*ACTIONS TO TAKE*
[1] In the DCGAN face-image tutorial, what does the download-and-unzip step under "Prepare CelebA data" accomplish? Answer in one to three sentences.
[2] In the DCGAN face-image tutorial, what batch size is passed when building the dataset?
[3] Can you carry the DCGAN face-image tutorial forward from its last line?

*SUPPLIED TEXT*
—————
» Code examples / Generative Deep Learning / DCGAN to generate face images

DCGAN to generate face images

Author: fchollet
Date created: 2019/04/29
Last modified: 2021/01/01
Description: A simple DCGAN trained using fit() by overriding train_step on CelebA images.

View in Colab GitHub source


Setup

import tensorflow as tf
from tensorflow import keras
from tensorflow.keras import layers
import numpy as np
import matplotlib.pyplot as plt
import os
import gdown
from zipfile import ZipFile

Prepare CelebA data

We'll use face images from the CelebA dataset, resized to 64x64.

os.makedirs("celeba_gan")

url = "https://drive.google.com/uc?id=1O7m1010EJjLE5QxLZiM9Fpjs7Oj6e684"
output = "celeba_gan/data.zip"
gdown.download(url, output, quiet=True)

with ZipFile("celeba_gan/data.zip", "r") as zipobj:
    zipobj.extractall("celeba_gan")

Create a dataset from our folder, and rescale the images to the [0-1] range:

dataset = keras.preprocessing.image_dataset_from_directory(
    "celeba_gan", label_mode=None, image_size=(64, 64), batch_size=32
)
—————
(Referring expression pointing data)
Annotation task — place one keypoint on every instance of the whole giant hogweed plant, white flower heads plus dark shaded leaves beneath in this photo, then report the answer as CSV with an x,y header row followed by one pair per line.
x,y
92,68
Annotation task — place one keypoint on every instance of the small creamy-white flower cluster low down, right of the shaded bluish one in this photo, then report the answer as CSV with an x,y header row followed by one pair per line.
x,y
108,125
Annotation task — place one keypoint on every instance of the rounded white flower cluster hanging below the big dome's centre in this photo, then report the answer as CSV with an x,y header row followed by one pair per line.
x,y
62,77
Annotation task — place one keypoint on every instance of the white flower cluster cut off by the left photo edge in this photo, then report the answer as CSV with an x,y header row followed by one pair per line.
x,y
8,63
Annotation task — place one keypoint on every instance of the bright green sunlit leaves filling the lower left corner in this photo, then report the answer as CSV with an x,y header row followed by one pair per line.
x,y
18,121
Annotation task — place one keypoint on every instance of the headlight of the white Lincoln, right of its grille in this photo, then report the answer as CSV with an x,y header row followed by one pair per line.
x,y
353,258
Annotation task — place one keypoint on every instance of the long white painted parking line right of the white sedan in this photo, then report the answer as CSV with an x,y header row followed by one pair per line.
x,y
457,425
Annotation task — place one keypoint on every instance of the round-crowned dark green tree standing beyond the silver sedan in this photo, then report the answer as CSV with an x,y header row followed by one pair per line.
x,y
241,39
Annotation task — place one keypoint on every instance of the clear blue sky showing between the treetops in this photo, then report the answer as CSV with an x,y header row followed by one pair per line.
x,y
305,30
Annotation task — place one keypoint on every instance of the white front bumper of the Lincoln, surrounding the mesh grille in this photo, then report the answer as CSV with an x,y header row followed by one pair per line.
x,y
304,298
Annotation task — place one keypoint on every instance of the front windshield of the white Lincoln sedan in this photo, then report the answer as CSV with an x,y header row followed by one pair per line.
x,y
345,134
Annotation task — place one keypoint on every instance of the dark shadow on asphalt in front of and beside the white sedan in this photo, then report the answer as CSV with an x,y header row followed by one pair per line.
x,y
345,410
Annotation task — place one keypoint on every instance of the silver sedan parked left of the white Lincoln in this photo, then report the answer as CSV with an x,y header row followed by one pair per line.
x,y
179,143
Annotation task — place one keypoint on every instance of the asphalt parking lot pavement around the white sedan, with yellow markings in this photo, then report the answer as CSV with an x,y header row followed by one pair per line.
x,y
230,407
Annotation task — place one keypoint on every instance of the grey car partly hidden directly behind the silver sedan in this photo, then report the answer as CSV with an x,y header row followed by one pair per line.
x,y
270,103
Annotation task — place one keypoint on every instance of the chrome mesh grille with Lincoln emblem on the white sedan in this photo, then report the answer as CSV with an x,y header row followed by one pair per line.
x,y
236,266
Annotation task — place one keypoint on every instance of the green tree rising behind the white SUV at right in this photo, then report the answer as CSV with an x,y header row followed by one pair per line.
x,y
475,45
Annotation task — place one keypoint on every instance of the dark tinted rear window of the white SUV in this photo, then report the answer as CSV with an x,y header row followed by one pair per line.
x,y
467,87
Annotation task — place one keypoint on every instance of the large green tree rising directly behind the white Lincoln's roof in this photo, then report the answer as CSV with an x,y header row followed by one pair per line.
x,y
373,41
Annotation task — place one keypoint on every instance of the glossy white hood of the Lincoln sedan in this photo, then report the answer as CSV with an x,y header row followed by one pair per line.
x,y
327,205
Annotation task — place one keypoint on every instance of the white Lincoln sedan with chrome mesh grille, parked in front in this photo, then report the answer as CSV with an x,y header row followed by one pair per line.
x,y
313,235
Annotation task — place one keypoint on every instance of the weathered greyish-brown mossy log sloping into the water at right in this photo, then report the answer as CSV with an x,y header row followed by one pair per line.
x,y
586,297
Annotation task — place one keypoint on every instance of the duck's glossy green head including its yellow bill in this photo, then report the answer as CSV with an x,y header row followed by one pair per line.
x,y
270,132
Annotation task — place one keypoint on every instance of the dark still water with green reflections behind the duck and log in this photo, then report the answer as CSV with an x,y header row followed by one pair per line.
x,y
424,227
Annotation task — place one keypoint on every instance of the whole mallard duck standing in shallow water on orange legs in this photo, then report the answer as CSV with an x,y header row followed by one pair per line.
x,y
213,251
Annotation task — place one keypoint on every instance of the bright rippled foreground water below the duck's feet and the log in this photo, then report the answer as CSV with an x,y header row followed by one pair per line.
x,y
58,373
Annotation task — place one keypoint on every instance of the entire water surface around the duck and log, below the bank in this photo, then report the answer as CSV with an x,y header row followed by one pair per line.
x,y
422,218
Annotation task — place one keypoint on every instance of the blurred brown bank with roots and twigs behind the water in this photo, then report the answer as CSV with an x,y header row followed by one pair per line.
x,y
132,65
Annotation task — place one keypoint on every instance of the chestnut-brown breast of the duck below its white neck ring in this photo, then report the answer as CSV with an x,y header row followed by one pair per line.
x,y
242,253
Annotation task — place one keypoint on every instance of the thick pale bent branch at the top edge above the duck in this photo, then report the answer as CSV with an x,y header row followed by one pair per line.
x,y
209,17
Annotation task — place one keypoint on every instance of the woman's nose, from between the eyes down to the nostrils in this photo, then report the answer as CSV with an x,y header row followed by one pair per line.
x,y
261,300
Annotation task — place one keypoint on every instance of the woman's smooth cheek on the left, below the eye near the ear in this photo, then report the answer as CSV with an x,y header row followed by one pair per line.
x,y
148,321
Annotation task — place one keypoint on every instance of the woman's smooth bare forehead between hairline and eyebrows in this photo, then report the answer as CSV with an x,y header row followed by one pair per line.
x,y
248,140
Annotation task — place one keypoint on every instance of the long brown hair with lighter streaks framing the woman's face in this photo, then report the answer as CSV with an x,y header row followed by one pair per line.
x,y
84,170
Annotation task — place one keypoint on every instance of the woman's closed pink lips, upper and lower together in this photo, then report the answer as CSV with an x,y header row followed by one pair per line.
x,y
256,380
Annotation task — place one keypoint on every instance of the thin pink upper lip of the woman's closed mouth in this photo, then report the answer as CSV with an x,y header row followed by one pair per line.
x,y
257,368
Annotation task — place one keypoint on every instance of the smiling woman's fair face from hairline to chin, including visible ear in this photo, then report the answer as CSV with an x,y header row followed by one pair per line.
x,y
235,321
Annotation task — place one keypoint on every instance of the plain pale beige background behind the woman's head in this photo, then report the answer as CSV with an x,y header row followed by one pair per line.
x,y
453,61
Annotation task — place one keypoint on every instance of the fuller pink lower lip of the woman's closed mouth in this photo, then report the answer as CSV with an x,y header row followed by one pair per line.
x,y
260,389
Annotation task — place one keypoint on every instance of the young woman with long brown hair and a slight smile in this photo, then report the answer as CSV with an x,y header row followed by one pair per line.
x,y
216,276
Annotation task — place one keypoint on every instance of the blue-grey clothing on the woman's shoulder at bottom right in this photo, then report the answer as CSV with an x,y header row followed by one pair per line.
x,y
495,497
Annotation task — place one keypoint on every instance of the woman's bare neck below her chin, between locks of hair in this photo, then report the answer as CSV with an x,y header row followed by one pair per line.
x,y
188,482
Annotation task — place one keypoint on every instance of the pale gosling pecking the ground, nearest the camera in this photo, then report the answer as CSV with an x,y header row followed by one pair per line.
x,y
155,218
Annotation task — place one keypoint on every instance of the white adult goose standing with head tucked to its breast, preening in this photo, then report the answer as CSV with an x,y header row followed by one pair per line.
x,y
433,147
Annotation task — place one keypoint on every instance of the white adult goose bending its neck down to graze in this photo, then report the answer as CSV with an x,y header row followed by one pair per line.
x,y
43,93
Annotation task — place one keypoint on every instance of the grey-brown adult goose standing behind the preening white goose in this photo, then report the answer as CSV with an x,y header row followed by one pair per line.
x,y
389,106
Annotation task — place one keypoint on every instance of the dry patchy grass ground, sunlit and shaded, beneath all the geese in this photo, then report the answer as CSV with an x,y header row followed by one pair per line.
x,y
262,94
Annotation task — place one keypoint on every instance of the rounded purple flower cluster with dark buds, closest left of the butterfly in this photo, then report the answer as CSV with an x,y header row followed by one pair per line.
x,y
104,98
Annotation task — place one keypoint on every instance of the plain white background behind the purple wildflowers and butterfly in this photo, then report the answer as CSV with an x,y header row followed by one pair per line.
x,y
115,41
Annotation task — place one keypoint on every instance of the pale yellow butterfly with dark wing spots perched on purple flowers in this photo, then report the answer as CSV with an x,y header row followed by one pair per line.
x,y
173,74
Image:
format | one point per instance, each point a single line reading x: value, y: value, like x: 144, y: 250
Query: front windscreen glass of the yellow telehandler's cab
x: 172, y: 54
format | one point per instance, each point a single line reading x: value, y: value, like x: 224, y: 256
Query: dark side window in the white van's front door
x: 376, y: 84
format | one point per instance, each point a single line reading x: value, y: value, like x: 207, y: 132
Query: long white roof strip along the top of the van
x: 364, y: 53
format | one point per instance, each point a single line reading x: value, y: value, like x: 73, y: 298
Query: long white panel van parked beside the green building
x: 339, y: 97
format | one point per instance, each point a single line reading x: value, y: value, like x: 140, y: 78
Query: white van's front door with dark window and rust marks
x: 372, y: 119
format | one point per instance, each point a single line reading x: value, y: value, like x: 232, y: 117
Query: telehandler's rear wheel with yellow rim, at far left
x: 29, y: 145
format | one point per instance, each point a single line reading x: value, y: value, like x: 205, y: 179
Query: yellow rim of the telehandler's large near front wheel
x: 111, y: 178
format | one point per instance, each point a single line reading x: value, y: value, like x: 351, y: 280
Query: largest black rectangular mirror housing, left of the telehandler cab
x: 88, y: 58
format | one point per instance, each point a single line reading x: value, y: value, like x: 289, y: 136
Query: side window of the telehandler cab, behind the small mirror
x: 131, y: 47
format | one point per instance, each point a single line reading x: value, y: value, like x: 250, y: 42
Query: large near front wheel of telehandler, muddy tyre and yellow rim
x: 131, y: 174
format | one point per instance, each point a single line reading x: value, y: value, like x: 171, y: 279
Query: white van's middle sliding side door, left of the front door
—————
*ANSWERS FOR EACH ITEM*
[1] It downloads the CelebA face images that the example uses, which are resized to 64x64, as celeba_gan/data.zip and extracts them into the celeba_gan folder. The dataset is then built from that folder.

[2] 32

[3]
dataset = dataset.map(lambda x: x / 255.0)
Found 202599 files belonging to 1 classes.

Let's display a sample image:

for x in dataset:
    plt.axis("off")
    plt.imshow((x.numpy() * 255).astype("int32")[0])
    break

png


Create the discriminator

It maps a 64x64 image to a binary classification score.

discriminator = keras.Sequential(
    [
        keras.Input(shape=(64, 64, 3)),
        layers.Conv2D(64, kernel_size=4, strides=2, padding="same"),
        layers.LeakyReLU(alpha=0.2),
        layers.Conv2D(128, kernel_size=4, strides=2, padding="same"),
        layers.LeakyReLU(alpha=0.2),
        layers.Conv2D(128, kernel_size=4, strides=2, padding="same"),
        layers.LeakyReLU(alpha=0.2),
        layers.Flatten(),
        layers.Dropout(0.2),
        layers.Dense(1, activation="sigmoid"),
    ],
    name="discriminator",
)
discriminator.summary()
Model: "discriminator"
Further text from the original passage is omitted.